• [Anforderungen]
1. Wie viel Prozent der westeuropäischen Bevölkerung lehnen laut der im Textauszug genannten Umfrage der Eurasia Group den Kurs ab?
2. Gib aus dem Textauszug den Abschnitt wortgetreu wieder, der mit den Worten „Die Ukraine setzt“ anfängt und mit „großen Atommächten riskiert.“ aufhört.

• [Textauszug]
Die Ukraine setzt die von den USA gelieferten ATACMS-Raketen ein, um Russland zu bombardieren, und die europäischen Regierungsvertreter geben dieser Politik ihre uneingeschränkte Unterstützung. Die Bedeutung dieser atemberaubend skrupellosen Entscheidung ist unmissverständlich. Der Kreml hatte zuvor gewarnt, dass der Einsatz von US-Raketen, die von US-Streitkräften in der Ukraine auf der Grundlage von US-Zieldaten abgefeuert wurden, einen direkten Krieg zwischen der Nato und Russland bedeuten würde. In Wirklichkeit ist es die Nato, die einen totalen Krieg zwischen den großen Atommächten riskiert.
Die europäischen Regierungen setzen diesen Kurs unter eklatanter Missachtung des Willens ihrer Bevölkerungen durch. Nachdem der französische Präsident Emmanuel Macron gefordert hatte, in diesem Winter Nato-Truppen zum Kampf gegen Russland in die Ukraine zu schicken, ergab eine Umfrage der Eurasia Group, dass 90 Prozent der westeuropäischen Bevölkerung diesen Kurs ablehnen, der auch von anderen europäischen Regierungschefs kritisiert wurde. Nun aber setzen sie eine Eskalation des Konflikts mit Russland in Gang, die zum Atomkrieg führen könnte.
Am Dienstag hat Präsident Wladimir Putin eine schärfere russische Nukleardoktrin erlassen als die, die er Anfang Herbst angekündigt hatte. Er hatte damit auf die Drohungen der USA und Großbritanniens reagiert, die Ukraine mit Langstreckenraketen für Angriffe auf Russland zu bewaffnen. In der Doktrin heißt es: „Aggression gegen die Russische Föderation und/oder ihre Verbündeten durch einen nicht atomar bewaffneten Staat mit Unterstützung oder Beteiligung eines atomar bewaffneten Staates wird als gemeinsamer Angriff erachtet.“ Das bedeutet, wenn die Ukraine Nato-Raketen auf Russland abfeuert, sind die Nato-Staaten legitime Ziele für russische Gegenangriffe, auch mit Atomwaffen.

• [Rohdaten]
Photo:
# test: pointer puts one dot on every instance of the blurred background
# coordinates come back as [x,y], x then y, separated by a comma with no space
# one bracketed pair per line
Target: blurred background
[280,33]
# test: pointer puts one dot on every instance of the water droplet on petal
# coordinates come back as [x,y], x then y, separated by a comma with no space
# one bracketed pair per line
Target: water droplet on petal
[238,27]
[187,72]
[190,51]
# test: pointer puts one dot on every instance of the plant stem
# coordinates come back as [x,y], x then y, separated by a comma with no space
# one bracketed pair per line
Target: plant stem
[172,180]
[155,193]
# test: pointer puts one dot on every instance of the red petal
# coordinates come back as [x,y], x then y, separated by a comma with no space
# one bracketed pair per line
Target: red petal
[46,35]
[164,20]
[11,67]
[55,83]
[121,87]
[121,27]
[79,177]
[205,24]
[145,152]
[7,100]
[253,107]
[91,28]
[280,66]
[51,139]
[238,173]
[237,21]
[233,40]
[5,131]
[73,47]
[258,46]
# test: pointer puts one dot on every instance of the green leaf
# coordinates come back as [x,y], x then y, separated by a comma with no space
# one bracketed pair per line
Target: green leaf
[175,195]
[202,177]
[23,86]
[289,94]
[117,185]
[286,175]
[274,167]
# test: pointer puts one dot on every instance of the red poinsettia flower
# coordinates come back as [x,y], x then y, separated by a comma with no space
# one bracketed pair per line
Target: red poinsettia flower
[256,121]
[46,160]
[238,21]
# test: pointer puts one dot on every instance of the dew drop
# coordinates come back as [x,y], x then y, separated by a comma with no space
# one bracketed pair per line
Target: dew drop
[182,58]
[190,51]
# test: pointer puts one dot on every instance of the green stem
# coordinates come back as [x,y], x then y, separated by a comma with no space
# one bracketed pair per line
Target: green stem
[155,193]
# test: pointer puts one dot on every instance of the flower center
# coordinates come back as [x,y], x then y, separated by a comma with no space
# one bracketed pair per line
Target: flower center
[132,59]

• [Endgültige Antworten]
1. 90 Prozent.

2.
Die Ukraine setzt die von den USA gelieferten ATACMS-Raketen ein, um Russland zu bombardieren, und die europäischen Regierungsvertreter geben dieser Politik ihre uneingeschränkte Unterstützung. Die Bedeutung dieser atemberaubend skrupellosen Entscheidung ist unmissverständlich. Der Kreml hatte zuvor gewarnt, dass der Einsatz von US-Raketen, die von US-Streitkräften in der Ukraine auf der Grundlage von US-Zieldaten abgefeuert wurden, einen direkten Krieg zwischen der Nato und Russland bedeuten würde. In Wirklichkeit ist es die Nato, die einen totalen Krieg zwischen den großen Atommächten riskiert.